**Task brief:** Reproduce the rows word for word, beginning with the first line and stopping after the line that contains "negative clicks: (1207, 553)".

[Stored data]

+ + + + +

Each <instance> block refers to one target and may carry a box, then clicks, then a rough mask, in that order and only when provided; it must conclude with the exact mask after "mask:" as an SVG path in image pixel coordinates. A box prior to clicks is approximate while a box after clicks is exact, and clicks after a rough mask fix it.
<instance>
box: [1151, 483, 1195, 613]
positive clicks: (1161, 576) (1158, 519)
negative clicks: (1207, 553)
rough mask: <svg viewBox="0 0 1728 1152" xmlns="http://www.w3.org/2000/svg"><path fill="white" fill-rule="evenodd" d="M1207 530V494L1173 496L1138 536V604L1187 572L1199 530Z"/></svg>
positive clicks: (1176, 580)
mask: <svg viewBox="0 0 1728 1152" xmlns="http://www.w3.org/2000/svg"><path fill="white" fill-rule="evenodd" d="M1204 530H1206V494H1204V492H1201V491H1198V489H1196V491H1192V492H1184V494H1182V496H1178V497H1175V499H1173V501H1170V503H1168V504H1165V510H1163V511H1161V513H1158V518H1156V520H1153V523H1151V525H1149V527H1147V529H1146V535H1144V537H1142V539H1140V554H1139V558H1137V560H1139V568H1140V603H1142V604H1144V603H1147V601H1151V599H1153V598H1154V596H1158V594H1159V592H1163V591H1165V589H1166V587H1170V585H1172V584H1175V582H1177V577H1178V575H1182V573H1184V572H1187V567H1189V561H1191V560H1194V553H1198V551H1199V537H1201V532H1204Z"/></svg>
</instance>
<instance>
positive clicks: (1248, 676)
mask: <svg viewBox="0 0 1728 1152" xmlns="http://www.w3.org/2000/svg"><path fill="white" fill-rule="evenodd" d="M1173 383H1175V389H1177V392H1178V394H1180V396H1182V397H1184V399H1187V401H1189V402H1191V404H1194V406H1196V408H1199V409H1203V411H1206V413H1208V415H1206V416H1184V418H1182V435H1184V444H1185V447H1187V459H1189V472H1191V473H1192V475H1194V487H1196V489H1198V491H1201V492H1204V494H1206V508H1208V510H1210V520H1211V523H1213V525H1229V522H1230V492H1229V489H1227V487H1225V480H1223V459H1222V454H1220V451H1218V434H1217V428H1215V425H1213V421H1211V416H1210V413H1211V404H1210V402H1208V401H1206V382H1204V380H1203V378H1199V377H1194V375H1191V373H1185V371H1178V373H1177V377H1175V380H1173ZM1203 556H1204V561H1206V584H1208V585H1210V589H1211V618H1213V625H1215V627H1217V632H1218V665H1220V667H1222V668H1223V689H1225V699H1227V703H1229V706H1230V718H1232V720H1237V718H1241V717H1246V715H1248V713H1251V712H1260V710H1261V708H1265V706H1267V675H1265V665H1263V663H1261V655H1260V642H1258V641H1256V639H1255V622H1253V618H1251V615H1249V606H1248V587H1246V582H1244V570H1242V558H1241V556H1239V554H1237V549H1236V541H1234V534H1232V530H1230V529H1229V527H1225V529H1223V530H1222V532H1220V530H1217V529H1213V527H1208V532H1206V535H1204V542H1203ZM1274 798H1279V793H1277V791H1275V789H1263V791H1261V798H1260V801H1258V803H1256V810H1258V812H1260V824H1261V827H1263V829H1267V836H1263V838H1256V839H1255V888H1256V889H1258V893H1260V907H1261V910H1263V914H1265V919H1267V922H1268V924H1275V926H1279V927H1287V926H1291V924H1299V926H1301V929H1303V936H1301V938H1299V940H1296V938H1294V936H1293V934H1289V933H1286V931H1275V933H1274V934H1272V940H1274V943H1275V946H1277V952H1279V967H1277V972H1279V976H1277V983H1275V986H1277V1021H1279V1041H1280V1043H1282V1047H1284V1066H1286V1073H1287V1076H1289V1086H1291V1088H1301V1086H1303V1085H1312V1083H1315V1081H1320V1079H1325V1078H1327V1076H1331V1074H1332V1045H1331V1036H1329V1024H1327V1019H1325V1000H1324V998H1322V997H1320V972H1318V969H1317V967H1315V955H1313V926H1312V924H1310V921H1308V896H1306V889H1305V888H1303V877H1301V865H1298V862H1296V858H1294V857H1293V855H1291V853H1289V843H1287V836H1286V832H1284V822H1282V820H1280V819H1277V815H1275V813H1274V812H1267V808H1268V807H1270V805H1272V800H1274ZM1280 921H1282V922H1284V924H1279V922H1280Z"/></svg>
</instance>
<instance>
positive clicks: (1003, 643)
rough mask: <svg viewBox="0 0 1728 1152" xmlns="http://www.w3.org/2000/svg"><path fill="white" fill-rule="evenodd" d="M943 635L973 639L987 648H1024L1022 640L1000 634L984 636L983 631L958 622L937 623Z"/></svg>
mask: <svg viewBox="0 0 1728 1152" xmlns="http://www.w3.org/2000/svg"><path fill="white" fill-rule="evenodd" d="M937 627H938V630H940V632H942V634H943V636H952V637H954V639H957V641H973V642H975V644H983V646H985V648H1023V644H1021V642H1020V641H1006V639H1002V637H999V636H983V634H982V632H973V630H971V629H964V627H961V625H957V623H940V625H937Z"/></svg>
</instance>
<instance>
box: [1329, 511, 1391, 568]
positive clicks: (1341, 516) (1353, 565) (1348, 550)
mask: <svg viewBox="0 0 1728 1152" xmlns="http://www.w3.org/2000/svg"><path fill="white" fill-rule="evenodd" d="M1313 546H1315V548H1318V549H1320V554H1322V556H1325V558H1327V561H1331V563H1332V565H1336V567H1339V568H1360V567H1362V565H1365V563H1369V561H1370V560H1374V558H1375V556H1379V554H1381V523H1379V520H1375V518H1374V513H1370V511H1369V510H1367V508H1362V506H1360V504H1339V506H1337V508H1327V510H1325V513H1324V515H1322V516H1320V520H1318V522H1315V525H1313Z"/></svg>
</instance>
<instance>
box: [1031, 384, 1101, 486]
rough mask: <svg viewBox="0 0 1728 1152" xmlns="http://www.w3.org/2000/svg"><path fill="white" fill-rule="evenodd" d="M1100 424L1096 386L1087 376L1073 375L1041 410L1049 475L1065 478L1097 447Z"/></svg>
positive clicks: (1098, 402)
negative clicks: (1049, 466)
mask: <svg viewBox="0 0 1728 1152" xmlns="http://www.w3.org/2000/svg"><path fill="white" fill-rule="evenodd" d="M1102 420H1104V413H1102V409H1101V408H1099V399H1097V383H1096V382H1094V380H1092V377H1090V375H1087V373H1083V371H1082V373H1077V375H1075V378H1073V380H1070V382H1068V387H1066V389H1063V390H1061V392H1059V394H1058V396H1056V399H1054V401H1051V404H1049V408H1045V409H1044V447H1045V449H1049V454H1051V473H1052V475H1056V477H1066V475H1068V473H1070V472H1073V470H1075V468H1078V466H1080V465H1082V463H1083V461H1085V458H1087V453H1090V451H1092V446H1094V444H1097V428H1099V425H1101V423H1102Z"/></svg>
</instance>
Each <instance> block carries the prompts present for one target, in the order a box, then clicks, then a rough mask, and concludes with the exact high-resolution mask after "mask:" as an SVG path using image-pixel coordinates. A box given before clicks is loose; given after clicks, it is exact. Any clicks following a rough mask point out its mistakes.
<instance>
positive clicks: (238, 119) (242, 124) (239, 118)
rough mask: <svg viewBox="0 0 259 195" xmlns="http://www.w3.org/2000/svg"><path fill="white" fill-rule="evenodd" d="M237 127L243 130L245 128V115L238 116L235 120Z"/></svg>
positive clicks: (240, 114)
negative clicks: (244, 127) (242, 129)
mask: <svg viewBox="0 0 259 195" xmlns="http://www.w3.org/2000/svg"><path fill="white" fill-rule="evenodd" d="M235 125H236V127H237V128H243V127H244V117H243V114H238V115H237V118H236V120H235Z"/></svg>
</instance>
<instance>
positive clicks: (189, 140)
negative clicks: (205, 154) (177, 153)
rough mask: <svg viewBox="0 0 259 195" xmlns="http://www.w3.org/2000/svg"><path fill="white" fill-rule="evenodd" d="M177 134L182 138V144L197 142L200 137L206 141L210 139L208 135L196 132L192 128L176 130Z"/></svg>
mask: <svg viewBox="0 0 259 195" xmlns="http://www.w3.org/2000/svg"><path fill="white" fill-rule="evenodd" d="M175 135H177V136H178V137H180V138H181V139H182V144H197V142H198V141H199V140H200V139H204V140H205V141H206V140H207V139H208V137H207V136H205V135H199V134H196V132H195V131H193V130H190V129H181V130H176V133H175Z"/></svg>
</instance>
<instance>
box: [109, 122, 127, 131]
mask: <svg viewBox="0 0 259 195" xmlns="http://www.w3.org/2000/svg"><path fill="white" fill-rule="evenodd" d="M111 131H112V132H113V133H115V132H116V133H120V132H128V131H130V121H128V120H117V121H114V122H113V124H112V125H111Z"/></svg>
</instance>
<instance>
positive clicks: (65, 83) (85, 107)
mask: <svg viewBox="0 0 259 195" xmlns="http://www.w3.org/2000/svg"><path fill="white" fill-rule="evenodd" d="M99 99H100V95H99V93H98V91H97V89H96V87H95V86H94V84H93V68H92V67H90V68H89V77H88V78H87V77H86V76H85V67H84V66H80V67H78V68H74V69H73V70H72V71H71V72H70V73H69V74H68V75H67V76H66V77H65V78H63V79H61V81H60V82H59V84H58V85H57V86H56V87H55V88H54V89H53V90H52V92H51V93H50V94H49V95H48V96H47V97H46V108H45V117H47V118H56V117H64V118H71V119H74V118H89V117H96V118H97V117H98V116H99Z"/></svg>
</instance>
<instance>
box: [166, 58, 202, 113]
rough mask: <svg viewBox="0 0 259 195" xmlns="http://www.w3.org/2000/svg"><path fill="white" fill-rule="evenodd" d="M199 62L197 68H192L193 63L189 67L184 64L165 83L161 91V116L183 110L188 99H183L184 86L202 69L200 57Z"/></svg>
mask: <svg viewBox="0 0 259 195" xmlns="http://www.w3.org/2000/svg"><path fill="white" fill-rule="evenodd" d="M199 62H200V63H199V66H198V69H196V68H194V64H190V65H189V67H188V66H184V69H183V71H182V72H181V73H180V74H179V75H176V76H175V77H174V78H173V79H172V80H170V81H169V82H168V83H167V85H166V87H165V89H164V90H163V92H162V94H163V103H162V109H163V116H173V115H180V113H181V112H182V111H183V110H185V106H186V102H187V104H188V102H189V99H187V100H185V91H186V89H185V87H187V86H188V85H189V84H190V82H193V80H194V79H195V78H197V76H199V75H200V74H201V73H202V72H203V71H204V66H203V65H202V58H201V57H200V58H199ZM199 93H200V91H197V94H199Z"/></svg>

+ + + + +

**Exercise output:**
Each <instance> block refers to one target and may carry a box, then clicks, then a rough mask, in that order and only when provided; it must conclude with the exact mask after "mask:" as an SVG path in image pixel coordinates. A box prior to clicks is approximate while a box after clicks is exact, and clicks after a rough mask fix it.
<instance>
box: [1151, 483, 1195, 613]
positive clicks: (1161, 576) (1158, 519)
negative clicks: (1207, 553)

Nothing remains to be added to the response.